» REQUIRED ACTION
Which lines in the records below contain the word "display"? Return each of them.

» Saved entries
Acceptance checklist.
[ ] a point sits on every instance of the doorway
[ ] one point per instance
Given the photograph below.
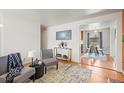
(95, 45)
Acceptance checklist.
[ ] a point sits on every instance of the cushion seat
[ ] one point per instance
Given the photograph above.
(25, 74)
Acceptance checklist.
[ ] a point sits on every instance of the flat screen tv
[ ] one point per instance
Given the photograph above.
(64, 35)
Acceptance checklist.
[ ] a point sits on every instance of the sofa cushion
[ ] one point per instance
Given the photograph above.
(25, 74)
(3, 64)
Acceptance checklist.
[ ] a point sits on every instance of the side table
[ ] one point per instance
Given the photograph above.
(39, 70)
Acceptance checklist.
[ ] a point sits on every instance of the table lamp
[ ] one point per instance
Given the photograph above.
(31, 54)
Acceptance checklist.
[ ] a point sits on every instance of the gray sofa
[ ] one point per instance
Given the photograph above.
(25, 74)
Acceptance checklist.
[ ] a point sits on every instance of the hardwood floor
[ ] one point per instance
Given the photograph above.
(100, 75)
(108, 62)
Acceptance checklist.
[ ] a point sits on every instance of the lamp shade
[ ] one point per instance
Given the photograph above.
(31, 54)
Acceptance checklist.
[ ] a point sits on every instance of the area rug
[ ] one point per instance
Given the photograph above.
(66, 74)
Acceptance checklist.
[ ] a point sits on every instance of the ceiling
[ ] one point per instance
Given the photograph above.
(51, 17)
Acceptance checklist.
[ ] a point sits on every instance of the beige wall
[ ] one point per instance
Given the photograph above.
(43, 39)
(20, 35)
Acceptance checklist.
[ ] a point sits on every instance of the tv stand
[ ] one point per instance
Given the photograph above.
(61, 55)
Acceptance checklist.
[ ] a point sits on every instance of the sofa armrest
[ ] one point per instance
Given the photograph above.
(3, 78)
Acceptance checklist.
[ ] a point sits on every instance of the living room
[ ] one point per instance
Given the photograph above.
(30, 31)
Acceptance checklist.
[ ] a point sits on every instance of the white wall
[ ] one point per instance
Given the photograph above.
(20, 35)
(75, 42)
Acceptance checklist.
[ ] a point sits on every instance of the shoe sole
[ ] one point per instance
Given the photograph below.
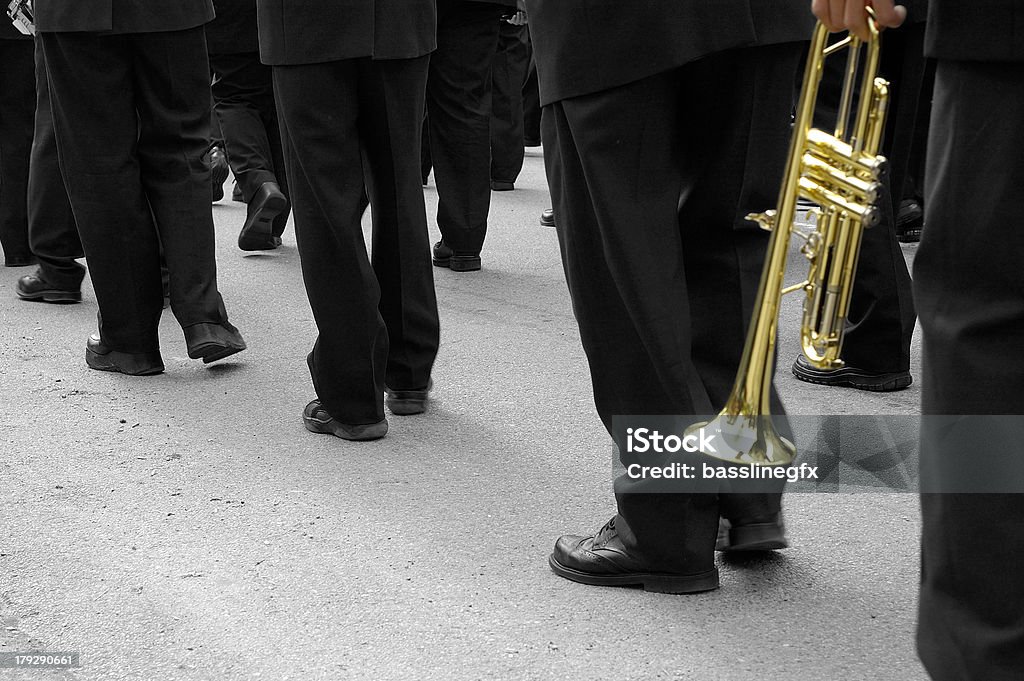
(123, 363)
(459, 263)
(213, 351)
(758, 537)
(257, 232)
(850, 378)
(654, 582)
(218, 175)
(52, 296)
(406, 406)
(354, 433)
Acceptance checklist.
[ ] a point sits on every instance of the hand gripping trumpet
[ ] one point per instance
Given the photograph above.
(841, 173)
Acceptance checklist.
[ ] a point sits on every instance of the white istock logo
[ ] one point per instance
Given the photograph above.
(641, 440)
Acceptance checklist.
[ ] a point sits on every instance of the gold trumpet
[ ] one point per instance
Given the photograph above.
(841, 173)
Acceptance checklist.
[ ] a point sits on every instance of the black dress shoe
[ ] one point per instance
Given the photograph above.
(216, 160)
(909, 221)
(316, 420)
(99, 356)
(211, 342)
(20, 260)
(443, 256)
(851, 377)
(258, 230)
(602, 560)
(34, 287)
(548, 217)
(406, 402)
(768, 535)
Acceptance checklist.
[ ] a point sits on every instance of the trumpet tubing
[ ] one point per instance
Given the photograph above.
(841, 172)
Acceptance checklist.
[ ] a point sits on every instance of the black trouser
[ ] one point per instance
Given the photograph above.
(530, 99)
(344, 125)
(459, 118)
(650, 194)
(132, 119)
(17, 100)
(970, 296)
(243, 93)
(508, 73)
(52, 231)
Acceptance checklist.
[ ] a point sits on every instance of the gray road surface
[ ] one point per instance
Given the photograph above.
(186, 526)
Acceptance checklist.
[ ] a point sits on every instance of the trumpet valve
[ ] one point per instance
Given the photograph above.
(765, 220)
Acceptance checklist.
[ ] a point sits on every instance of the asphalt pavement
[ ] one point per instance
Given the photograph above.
(187, 526)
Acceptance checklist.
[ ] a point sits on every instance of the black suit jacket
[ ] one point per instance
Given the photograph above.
(313, 31)
(976, 31)
(585, 46)
(121, 15)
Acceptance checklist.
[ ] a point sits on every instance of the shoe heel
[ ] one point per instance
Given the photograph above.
(688, 584)
(760, 537)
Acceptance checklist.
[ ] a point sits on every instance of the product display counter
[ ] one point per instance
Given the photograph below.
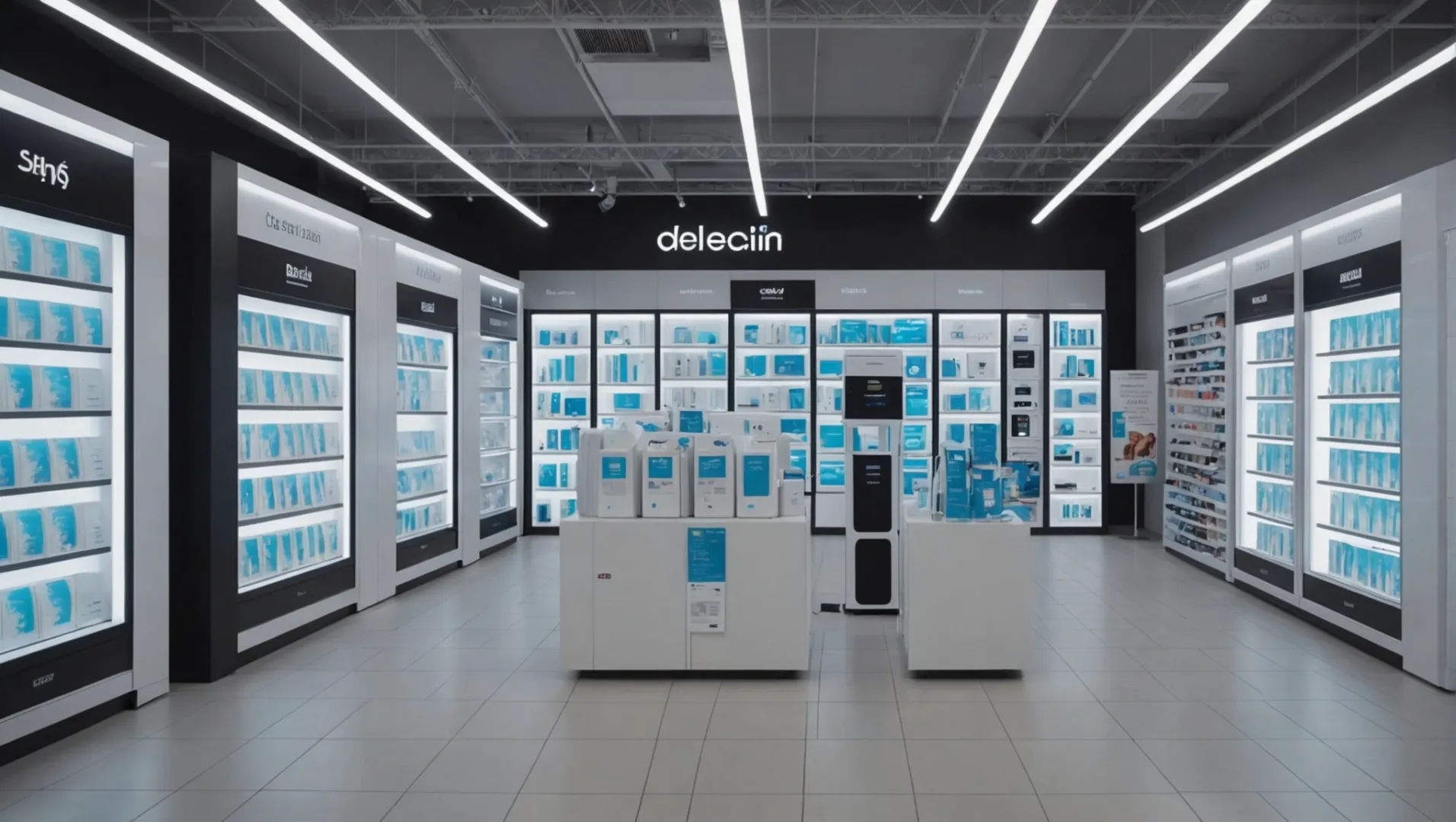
(967, 594)
(699, 594)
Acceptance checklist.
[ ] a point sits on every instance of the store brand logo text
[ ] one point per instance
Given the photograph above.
(49, 172)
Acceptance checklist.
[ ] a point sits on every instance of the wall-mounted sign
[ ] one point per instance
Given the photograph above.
(772, 295)
(699, 239)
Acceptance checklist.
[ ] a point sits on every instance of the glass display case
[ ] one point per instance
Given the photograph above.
(561, 408)
(63, 434)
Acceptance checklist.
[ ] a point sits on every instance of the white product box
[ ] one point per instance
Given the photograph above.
(609, 475)
(667, 475)
(791, 498)
(759, 475)
(714, 475)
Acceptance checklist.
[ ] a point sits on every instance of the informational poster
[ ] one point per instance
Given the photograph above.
(707, 579)
(1135, 427)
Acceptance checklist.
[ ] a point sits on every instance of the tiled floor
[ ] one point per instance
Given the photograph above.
(1157, 693)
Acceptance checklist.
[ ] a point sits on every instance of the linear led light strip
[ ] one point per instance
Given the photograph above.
(1355, 110)
(739, 63)
(161, 60)
(1183, 78)
(316, 43)
(1018, 60)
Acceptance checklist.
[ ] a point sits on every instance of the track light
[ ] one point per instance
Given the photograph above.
(739, 62)
(231, 100)
(1183, 78)
(1018, 60)
(315, 41)
(1344, 115)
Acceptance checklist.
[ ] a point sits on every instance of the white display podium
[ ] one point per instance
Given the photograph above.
(625, 601)
(967, 594)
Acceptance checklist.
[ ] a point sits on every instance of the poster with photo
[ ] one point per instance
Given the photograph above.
(1135, 427)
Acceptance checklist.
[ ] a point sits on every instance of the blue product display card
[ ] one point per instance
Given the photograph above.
(918, 367)
(790, 364)
(707, 555)
(910, 332)
(918, 400)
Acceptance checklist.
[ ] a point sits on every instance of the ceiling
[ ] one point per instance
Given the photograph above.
(851, 97)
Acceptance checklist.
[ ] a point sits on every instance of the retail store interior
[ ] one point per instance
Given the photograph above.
(717, 412)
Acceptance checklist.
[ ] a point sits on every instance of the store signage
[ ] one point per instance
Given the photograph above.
(1356, 277)
(781, 295)
(281, 272)
(1263, 300)
(56, 169)
(426, 307)
(1135, 427)
(756, 239)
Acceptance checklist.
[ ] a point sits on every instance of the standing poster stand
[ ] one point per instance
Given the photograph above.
(1135, 434)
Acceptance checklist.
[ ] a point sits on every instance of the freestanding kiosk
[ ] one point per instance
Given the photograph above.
(874, 413)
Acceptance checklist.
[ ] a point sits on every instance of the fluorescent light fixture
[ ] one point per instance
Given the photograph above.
(1208, 271)
(191, 78)
(1355, 110)
(1018, 60)
(315, 41)
(739, 62)
(1183, 78)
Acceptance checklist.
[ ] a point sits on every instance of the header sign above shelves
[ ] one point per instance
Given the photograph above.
(47, 166)
(293, 277)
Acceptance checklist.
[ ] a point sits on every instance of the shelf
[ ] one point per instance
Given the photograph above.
(1379, 543)
(1357, 396)
(1368, 443)
(51, 486)
(299, 354)
(1360, 489)
(1355, 351)
(287, 514)
(418, 496)
(287, 408)
(415, 460)
(54, 346)
(6, 569)
(1272, 518)
(54, 281)
(290, 461)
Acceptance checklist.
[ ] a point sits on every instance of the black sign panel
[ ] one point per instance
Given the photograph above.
(426, 307)
(1352, 279)
(51, 167)
(1264, 300)
(874, 397)
(772, 295)
(280, 272)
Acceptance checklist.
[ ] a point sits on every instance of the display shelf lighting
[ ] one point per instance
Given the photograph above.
(1183, 78)
(315, 41)
(231, 100)
(1371, 99)
(1040, 14)
(739, 63)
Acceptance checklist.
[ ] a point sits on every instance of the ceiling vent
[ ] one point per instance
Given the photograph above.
(615, 43)
(1193, 100)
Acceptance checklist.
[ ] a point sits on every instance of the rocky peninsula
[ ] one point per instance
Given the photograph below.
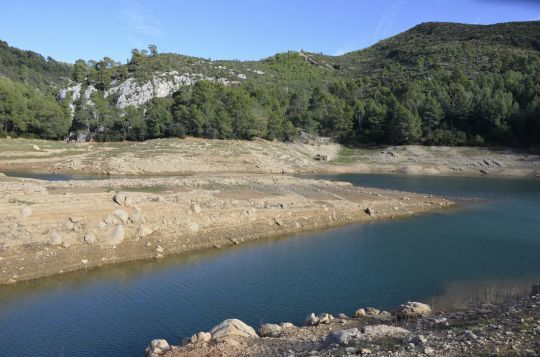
(413, 329)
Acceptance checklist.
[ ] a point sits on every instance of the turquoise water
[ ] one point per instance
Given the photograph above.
(492, 238)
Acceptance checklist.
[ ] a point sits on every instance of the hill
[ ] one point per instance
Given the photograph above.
(436, 84)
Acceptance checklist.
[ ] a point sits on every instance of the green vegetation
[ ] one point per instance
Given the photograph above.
(436, 84)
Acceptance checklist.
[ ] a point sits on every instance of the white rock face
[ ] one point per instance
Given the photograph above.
(232, 328)
(134, 93)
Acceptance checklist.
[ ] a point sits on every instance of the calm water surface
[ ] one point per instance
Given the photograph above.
(117, 310)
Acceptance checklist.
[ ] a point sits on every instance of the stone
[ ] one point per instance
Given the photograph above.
(376, 331)
(196, 208)
(429, 351)
(360, 313)
(412, 310)
(90, 238)
(193, 227)
(287, 325)
(26, 212)
(144, 231)
(231, 329)
(157, 347)
(269, 330)
(314, 320)
(343, 337)
(56, 238)
(419, 340)
(371, 311)
(120, 198)
(122, 215)
(201, 337)
(117, 235)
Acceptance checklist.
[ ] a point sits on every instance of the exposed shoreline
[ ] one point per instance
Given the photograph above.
(49, 228)
(508, 327)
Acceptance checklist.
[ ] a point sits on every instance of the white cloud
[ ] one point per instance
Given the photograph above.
(141, 19)
(387, 21)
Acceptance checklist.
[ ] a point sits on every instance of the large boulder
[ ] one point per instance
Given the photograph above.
(269, 330)
(231, 329)
(314, 320)
(412, 310)
(117, 235)
(157, 347)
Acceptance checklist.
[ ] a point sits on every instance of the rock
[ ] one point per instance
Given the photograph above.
(120, 198)
(137, 218)
(201, 337)
(144, 231)
(56, 238)
(419, 340)
(156, 347)
(26, 212)
(232, 328)
(376, 331)
(313, 320)
(193, 227)
(412, 310)
(122, 215)
(117, 235)
(286, 325)
(429, 351)
(343, 337)
(360, 313)
(269, 330)
(371, 311)
(90, 238)
(196, 208)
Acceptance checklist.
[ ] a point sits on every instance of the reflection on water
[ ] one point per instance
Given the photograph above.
(115, 311)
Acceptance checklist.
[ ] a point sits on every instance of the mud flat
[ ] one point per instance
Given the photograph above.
(204, 156)
(49, 228)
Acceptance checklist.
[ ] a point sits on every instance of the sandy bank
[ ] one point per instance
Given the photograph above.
(48, 228)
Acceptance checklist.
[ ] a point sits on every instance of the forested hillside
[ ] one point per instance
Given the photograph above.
(436, 84)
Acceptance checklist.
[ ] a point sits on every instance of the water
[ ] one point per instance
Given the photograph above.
(116, 311)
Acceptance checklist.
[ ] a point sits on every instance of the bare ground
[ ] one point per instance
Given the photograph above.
(45, 226)
(192, 156)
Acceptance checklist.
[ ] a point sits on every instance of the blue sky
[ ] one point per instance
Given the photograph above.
(231, 29)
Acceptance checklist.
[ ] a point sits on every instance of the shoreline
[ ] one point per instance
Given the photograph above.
(172, 215)
(511, 326)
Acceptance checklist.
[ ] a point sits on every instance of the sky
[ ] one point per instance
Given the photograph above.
(231, 29)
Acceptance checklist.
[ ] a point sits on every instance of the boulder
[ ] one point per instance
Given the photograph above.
(196, 208)
(377, 331)
(56, 238)
(117, 235)
(231, 329)
(412, 310)
(26, 212)
(122, 215)
(371, 311)
(343, 337)
(360, 313)
(201, 337)
(120, 198)
(314, 320)
(270, 330)
(157, 347)
(90, 238)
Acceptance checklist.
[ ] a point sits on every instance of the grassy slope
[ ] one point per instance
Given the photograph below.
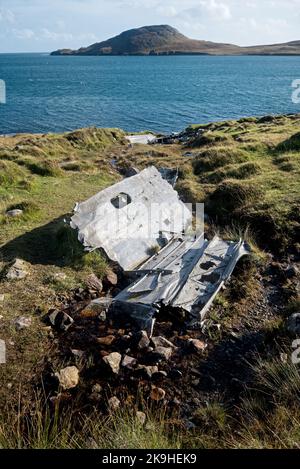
(247, 172)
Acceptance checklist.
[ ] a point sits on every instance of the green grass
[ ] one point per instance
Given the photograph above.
(247, 173)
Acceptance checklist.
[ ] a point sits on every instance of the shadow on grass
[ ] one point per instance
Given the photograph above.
(50, 244)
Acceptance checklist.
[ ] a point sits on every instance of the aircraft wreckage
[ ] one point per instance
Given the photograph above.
(142, 225)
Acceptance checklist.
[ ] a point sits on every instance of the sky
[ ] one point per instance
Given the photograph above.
(47, 25)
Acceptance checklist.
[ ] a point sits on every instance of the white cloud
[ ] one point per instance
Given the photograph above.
(24, 33)
(6, 15)
(218, 10)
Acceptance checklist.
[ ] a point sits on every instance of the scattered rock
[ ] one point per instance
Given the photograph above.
(162, 342)
(14, 213)
(141, 418)
(113, 360)
(143, 340)
(293, 323)
(163, 353)
(291, 271)
(284, 358)
(22, 322)
(17, 271)
(114, 403)
(78, 353)
(159, 375)
(148, 370)
(108, 340)
(157, 394)
(68, 377)
(102, 316)
(97, 388)
(197, 345)
(175, 374)
(129, 362)
(60, 320)
(94, 283)
(59, 276)
(110, 279)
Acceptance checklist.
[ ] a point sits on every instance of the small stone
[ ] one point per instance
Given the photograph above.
(164, 352)
(59, 276)
(159, 375)
(114, 403)
(176, 401)
(78, 353)
(68, 377)
(97, 388)
(148, 370)
(291, 271)
(197, 345)
(94, 283)
(162, 342)
(22, 322)
(143, 340)
(293, 323)
(14, 213)
(108, 340)
(284, 357)
(175, 374)
(102, 316)
(129, 362)
(17, 271)
(113, 360)
(141, 418)
(60, 320)
(157, 394)
(111, 279)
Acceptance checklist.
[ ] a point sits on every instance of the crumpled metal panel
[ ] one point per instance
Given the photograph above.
(186, 275)
(117, 218)
(141, 139)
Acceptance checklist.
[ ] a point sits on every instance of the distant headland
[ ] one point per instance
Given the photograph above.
(166, 40)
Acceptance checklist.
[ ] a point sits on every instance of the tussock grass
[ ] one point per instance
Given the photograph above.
(291, 144)
(215, 158)
(230, 195)
(57, 427)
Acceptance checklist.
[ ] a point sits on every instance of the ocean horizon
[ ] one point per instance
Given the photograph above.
(163, 94)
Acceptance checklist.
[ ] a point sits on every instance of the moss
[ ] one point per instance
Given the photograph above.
(243, 171)
(44, 168)
(212, 159)
(231, 195)
(290, 144)
(95, 138)
(207, 139)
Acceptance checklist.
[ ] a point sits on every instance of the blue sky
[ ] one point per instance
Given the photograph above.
(46, 25)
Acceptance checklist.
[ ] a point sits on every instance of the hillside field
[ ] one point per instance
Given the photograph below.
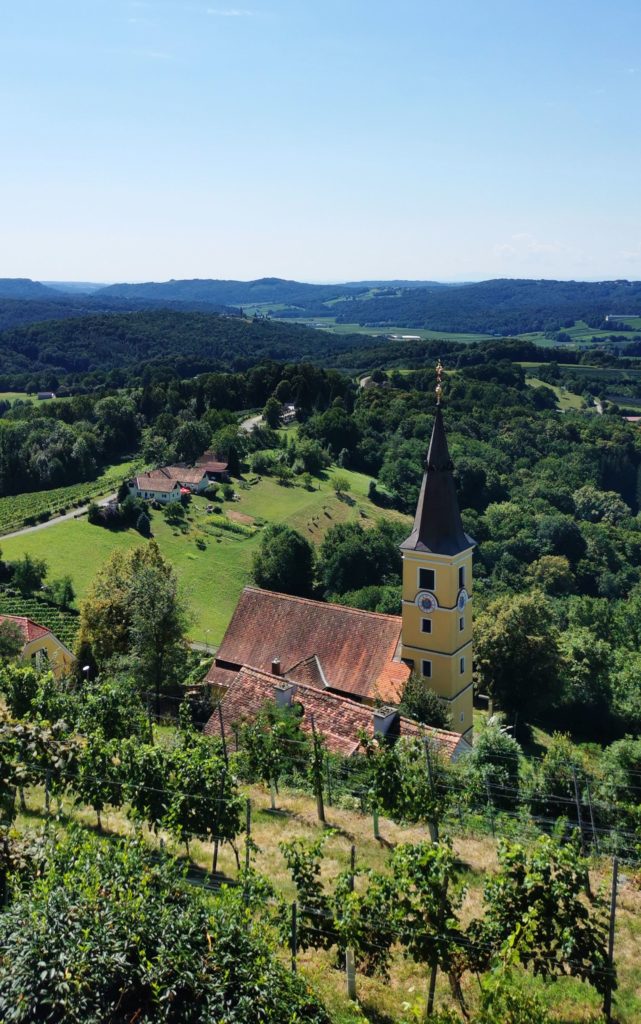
(213, 578)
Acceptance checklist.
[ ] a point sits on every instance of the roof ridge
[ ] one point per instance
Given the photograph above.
(325, 604)
(268, 676)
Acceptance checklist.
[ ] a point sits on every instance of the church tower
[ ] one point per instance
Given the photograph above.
(436, 635)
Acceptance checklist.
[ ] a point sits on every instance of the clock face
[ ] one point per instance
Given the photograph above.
(426, 602)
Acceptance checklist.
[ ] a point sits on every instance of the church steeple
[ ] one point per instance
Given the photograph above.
(437, 525)
(436, 636)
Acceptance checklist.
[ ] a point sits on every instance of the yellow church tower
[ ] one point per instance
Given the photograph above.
(436, 637)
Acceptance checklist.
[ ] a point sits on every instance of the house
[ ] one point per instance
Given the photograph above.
(215, 468)
(42, 647)
(348, 651)
(288, 413)
(340, 720)
(364, 656)
(156, 485)
(169, 483)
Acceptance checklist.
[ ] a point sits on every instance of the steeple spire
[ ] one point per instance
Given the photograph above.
(437, 525)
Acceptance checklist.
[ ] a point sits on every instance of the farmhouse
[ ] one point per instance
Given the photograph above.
(169, 483)
(42, 647)
(341, 721)
(364, 657)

» RESPONSE TO THIS EXERCISE
[ ] a point sits on every instance of the product display counter
[ ] a point sits on every instance of the glass display case
[ ] a point sits on every instance of the white display podium
[ ] a point sits on every instance of the blue product display card
[ ] a point sits on every instance of the display shelf lighting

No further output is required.